WRITTEN PROBLEM: Rewrite all of the records below, changing "overcast sky" to "cloudy sky" wherever it appears and keeping everything else the same. Leave the pictures out of your answer.

[START GIVEN DATA]

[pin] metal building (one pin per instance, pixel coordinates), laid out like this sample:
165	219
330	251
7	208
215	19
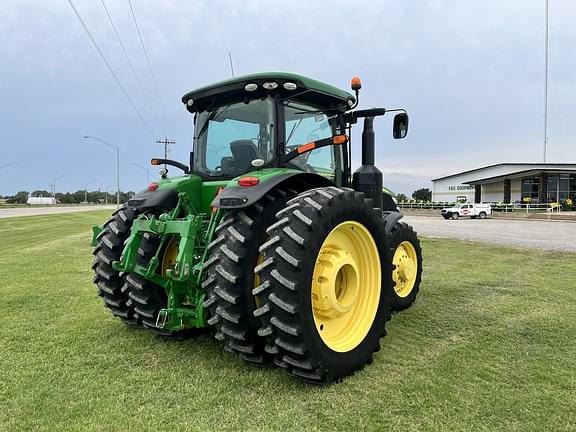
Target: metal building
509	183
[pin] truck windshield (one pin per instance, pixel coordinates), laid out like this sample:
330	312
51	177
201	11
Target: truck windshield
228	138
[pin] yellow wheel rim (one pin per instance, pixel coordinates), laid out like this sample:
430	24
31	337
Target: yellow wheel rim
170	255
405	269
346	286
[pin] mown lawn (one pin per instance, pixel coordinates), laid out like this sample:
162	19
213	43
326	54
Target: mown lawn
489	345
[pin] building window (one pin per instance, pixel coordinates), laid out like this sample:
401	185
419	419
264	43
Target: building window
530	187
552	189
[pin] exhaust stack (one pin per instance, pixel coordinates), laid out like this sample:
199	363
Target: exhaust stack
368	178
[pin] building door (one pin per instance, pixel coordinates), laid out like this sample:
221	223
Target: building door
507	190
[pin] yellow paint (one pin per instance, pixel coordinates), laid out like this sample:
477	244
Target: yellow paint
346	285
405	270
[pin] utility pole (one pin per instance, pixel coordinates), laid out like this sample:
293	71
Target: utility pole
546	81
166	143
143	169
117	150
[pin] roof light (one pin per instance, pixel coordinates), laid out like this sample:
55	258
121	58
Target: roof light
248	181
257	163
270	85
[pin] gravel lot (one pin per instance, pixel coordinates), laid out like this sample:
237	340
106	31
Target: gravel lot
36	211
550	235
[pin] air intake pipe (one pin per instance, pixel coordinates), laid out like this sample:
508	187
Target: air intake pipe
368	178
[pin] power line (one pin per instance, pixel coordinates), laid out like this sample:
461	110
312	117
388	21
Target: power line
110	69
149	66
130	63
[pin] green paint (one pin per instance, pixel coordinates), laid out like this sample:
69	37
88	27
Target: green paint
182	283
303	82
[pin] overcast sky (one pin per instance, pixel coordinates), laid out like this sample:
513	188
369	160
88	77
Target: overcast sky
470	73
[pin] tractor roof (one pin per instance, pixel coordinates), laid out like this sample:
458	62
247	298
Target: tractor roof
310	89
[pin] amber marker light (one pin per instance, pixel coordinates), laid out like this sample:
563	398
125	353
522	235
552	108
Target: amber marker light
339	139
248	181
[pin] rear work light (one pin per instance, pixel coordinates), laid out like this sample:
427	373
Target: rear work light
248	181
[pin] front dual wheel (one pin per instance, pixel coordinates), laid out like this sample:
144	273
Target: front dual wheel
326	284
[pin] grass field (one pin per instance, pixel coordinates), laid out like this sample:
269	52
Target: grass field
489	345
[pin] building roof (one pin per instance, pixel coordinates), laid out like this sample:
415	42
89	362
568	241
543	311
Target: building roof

[END GIVEN DATA]

THE ANSWER:
[pin] metal building (one pin per instance, pixel coordinates), laid out like this sample:
165	219
330	251
7	208
215	19
Target: metal building
509	183
[pin] truck windshield (one pin per instance, pixel coordinates), laid out like this sample:
330	312
51	177
201	11
Target: truck windshield
228	138
[pin] yellow wheel rim (one pin per instance, pixel coordinates), laid out like this sample:
430	24
31	337
Target: yellow wheel rim
170	255
405	269
346	286
[pin] mown lawn (one pin per instance, pixel coordinates), laid out like this sample:
162	19
213	43
326	54
Target: mown lawn
489	345
[pin] building window (one pin per instance, pixel coordinates), laid out like this sample:
401	185
419	419
264	43
Target: building window
530	187
552	189
[pin] exhaust stack (one pin per instance, pixel coordinates), laid out like this sample:
199	363
Target: exhaust stack
368	178
[pin] building door (one pin per instance, pixel coordinates), laid out like this sample:
221	223
Target: building door
507	190
[pin] yellow paint (one pin per instance, pixel coordinates), laid out like this sample:
477	244
Target: yellow paint
346	285
405	270
[pin] utility pole (one pin per instance, pixel coordinates), laid out like this sample:
293	71
Target: utility pole
546	81
166	143
143	169
117	150
[pin] roof light (one pin per instance, pixel coordinates), laid out like this sample:
55	258
121	58
Target: roof light
248	181
257	163
270	85
[pin] gravel lot (one pin per instance, pixel coordinates), laid out like this sample:
237	340
106	31
Target: gravel lot
36	211
550	235
[pin] air intake pipe (one pin per instance, pixel coordinates), laid out like this sample:
508	187
Target: air intake pipe
368	178
[pin] power line (one pin per instance, pixel coordinates), laid out like this sample:
461	110
312	117
388	21
Target: power line
110	69
149	66
130	63
[pin] green paint (one pin per instance, pixel coordinates), laid out like this sample:
69	37
88	27
Target: green paint
182	283
303	82
[pin] cloudy sky (one pin per instance, pixel coordinates), laid out like this sample:
513	188
369	160
88	77
Target: cloudy sky
470	73
[pin] tractor roof (one pin per instance, pixel coordinates), laid out like this sample:
458	62
247	298
Target: tractor roof
310	89
[pin] amber marker light (one pin per instance, pixel coordinates), laid out like this sample:
563	398
125	353
522	235
552	108
Target: amber marker light
339	139
248	181
[pin] rear work light (one pin per instance, pixel coordinates), laid out like this sample:
427	373
Target: rear work light
248	181
[pin] front dual wheel (one pin per instance, pixel coordinates), laid out like this sample:
144	273
Target: front dual wheel
326	284
[pin] grass field (one pin per instance, pixel coordinates), laid out like this sample:
269	52
Target: grass field
489	345
[pin] building roof (one pin per instance, pixel coordinates), laid out like this sample:
415	42
89	362
568	241
543	311
Target: building roof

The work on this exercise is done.